WORK TO BE COMPLETED:
Repeat these lines, substituting "stocking" for "sock" and leaving everything else as it is.

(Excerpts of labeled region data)

* * *

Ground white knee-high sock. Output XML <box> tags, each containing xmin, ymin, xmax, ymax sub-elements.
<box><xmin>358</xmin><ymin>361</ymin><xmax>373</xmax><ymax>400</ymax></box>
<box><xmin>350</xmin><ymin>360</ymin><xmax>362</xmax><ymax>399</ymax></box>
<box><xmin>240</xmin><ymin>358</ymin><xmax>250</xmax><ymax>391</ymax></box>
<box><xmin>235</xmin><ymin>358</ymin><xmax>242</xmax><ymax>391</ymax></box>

* * *

OUTPUT:
Ground white knee-high stocking. Output XML <box> tags, each containing xmin, ymin, xmax, ymax sub-elements.
<box><xmin>358</xmin><ymin>361</ymin><xmax>373</xmax><ymax>400</ymax></box>
<box><xmin>350</xmin><ymin>360</ymin><xmax>362</xmax><ymax>399</ymax></box>
<box><xmin>240</xmin><ymin>358</ymin><xmax>250</xmax><ymax>391</ymax></box>
<box><xmin>235</xmin><ymin>358</ymin><xmax>242</xmax><ymax>391</ymax></box>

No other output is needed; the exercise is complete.